### YOUR GOAL
For the data below, work out the number of lines containing the string "driveway" and answer with that number only.

---*---

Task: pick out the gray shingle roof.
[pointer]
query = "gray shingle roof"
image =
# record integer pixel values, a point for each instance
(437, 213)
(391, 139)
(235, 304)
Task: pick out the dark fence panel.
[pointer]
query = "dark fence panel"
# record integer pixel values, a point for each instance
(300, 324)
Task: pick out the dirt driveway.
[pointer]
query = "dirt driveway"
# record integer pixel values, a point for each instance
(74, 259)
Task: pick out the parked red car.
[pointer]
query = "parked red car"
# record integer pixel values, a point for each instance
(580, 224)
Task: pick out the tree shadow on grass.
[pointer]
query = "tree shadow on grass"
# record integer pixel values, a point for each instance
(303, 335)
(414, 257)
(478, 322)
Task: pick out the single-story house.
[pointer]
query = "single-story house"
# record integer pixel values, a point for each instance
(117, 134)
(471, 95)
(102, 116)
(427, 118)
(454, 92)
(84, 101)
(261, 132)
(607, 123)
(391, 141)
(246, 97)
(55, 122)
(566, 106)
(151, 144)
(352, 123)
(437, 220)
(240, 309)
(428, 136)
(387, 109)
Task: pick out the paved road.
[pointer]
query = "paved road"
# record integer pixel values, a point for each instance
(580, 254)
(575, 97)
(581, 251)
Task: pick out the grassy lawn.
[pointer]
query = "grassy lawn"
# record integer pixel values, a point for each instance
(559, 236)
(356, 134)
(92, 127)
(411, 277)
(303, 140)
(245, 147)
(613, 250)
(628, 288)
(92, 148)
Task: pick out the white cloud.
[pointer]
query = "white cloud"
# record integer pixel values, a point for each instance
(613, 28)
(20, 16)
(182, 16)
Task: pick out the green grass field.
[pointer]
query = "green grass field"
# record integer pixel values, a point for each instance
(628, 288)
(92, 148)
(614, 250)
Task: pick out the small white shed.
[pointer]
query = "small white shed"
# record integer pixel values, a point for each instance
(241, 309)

---*---

### RESPONSE FOR THIS EXERCISE
2